--- Try it ---
An exact copy of the listing is required.

--- Data to examine ---
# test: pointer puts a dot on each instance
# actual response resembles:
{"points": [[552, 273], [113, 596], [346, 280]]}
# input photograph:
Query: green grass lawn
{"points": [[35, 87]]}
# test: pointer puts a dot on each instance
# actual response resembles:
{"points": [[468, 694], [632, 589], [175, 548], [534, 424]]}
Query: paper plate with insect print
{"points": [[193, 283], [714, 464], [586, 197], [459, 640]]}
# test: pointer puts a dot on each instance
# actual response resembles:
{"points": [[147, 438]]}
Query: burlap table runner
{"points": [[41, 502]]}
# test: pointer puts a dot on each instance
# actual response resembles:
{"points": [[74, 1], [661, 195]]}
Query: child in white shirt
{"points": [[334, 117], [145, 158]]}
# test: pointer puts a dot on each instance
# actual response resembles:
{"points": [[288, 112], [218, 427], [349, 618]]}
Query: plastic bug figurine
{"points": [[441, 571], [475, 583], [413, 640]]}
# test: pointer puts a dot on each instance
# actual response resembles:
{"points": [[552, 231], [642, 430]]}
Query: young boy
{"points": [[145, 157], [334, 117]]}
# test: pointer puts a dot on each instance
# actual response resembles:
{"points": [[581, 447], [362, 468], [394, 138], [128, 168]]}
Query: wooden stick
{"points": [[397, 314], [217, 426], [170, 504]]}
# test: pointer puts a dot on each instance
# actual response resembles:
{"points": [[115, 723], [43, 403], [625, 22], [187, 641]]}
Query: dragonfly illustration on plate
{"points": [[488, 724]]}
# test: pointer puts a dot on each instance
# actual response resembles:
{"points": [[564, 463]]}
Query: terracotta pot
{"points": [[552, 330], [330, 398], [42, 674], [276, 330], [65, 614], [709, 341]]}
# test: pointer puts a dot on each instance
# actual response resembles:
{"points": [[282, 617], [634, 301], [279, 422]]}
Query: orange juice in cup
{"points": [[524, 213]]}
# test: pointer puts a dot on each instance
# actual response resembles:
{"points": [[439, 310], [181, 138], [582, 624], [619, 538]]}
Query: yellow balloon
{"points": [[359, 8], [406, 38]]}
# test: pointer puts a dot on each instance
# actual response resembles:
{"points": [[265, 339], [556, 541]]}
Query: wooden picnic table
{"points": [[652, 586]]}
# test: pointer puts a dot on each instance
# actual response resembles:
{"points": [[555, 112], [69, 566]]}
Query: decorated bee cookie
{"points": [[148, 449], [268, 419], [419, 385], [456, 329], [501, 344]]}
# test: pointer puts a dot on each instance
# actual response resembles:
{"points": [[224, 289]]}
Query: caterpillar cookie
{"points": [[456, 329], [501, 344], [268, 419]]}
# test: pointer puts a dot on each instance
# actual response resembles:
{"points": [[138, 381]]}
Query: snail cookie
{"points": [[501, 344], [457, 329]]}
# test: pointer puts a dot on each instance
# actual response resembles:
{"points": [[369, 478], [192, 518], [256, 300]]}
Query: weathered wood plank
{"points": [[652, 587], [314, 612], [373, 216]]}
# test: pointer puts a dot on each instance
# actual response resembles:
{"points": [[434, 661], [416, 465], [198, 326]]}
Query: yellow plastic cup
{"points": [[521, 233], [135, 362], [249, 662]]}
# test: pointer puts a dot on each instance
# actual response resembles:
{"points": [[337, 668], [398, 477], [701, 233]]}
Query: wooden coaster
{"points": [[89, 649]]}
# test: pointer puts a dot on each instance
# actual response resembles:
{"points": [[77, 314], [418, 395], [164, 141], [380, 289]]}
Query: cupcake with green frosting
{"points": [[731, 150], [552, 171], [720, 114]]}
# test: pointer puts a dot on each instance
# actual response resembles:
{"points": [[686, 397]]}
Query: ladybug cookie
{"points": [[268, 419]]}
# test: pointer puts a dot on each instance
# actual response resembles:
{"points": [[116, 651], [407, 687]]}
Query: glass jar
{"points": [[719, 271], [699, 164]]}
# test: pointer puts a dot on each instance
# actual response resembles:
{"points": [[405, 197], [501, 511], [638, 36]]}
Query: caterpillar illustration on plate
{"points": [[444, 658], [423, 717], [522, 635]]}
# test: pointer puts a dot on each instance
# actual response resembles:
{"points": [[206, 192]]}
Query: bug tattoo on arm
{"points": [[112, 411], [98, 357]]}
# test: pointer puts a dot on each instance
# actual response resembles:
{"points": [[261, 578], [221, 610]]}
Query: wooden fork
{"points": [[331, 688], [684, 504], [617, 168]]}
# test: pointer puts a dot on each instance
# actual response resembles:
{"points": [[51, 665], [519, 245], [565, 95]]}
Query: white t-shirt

--- Reply ---
# test: pointer puts a dot on each instance
# actual response resembles:
{"points": [[552, 273], [113, 596], [346, 280]]}
# input photograph:
Query: green grass lawn
{"points": [[35, 87]]}
# test: pointer puts a dot on each instance
# actual response resembles:
{"points": [[468, 694], [632, 589], [175, 548], [534, 424]]}
Query: paper plate with insect print
{"points": [[193, 283], [714, 464], [586, 197], [459, 640]]}
# test: pointer puts a dot on each instance
# actual response resembles:
{"points": [[147, 438]]}
Query: burlap table runner
{"points": [[41, 502]]}
# test: pointer puts a dot on each instance
# actual response resembles:
{"points": [[74, 1], [661, 195]]}
Query: child in white shirt
{"points": [[334, 117], [145, 158]]}
# test: pointer puts a dot on each instance
# actual response resembles:
{"points": [[288, 112], [218, 427], [349, 618]]}
Query: plastic bug figurine
{"points": [[441, 571], [475, 583], [413, 640]]}
# test: pointer puts a dot on each instance
# actual response resembles:
{"points": [[552, 231], [642, 430]]}
Query: young boy
{"points": [[145, 157], [334, 117]]}
# test: pointer puts a dot on each instance
# actual response resembles:
{"points": [[581, 447], [362, 468], [394, 138], [128, 168]]}
Query: wooden stick
{"points": [[397, 314], [217, 426], [170, 504]]}
# test: pointer puts a dot on each instance
# actual response resembles:
{"points": [[115, 723], [43, 403], [625, 22], [187, 641]]}
Query: dragonfly illustration on plate
{"points": [[488, 724]]}
# test: pointer puts a dot on each instance
# actual response resembles:
{"points": [[564, 463]]}
Query: terracotta pot
{"points": [[552, 330], [330, 398], [42, 674], [276, 330], [65, 614], [709, 341]]}
# test: pointer puts a dot on each instance
# actual response resembles:
{"points": [[282, 617], [634, 301], [279, 422]]}
Query: orange juice in cup
{"points": [[524, 213]]}
# test: pointer puts a dot on each instance
# actual response resembles:
{"points": [[439, 310], [181, 138], [582, 624], [619, 538]]}
Query: yellow balloon
{"points": [[359, 8], [406, 38]]}
# test: pointer puts a dot on each instance
# actual response resembles:
{"points": [[265, 339], [556, 541]]}
Query: wooden picnic table
{"points": [[652, 586]]}
# test: pointer puts a dot on each instance
# actual response resembles:
{"points": [[555, 112], [69, 566]]}
Query: decorated bee cookie
{"points": [[148, 449], [268, 419], [419, 385], [456, 329], [501, 344]]}
# test: pointer puts a dot on each instance
# actual response resembles:
{"points": [[224, 289]]}
Query: caterpillar cookie
{"points": [[456, 329], [501, 344], [268, 419]]}
# test: pointer puts a dot on each instance
# actual response resembles:
{"points": [[138, 381]]}
Query: snail cookie
{"points": [[501, 344], [457, 329]]}
# test: pointer puts a dot on each instance
# actual response resembles:
{"points": [[369, 478], [192, 518], [256, 300]]}
Query: weathered wood plank
{"points": [[652, 587], [314, 612], [373, 216]]}
# test: pointer puts a dot on each instance
# actual response resembles:
{"points": [[434, 661], [416, 465], [198, 326]]}
Query: yellow plastic cup
{"points": [[521, 233], [135, 362], [249, 662]]}
# test: pointer puts a dot on each instance
# actual response resembles:
{"points": [[337, 668], [398, 477], [701, 233]]}
Query: wooden coaster
{"points": [[89, 649]]}
# test: pointer puts a dot on each instance
# actual response resembles:
{"points": [[77, 314], [418, 395], [164, 141], [380, 289]]}
Query: cupcake with green frosting
{"points": [[731, 150], [552, 171], [720, 114]]}
# test: pointer puts a dot on each instance
# actual response resembles:
{"points": [[686, 397]]}
Query: ladybug cookie
{"points": [[268, 419]]}
# test: pointer puts a dot on each instance
# actual response resembles:
{"points": [[116, 651], [407, 687]]}
Query: glass jar
{"points": [[719, 271], [699, 164]]}
# test: pointer puts a dot on each instance
# actual response resembles:
{"points": [[405, 197], [501, 511], [638, 36]]}
Query: caterpillar illustration on plate
{"points": [[444, 658], [423, 717], [522, 635]]}
# test: pointer puts a dot on each instance
# actual response resembles:
{"points": [[206, 192]]}
Query: bug tattoo on arm
{"points": [[112, 411], [98, 357]]}
# test: pointer puts a dot on each instance
# actual response resembles:
{"points": [[261, 578], [221, 610]]}
Query: wooden fork
{"points": [[331, 688], [684, 504], [617, 168]]}
# test: pointer puts a dot on each instance
# actual response resembles:
{"points": [[51, 665], [519, 245], [565, 95]]}
Query: white t-shirt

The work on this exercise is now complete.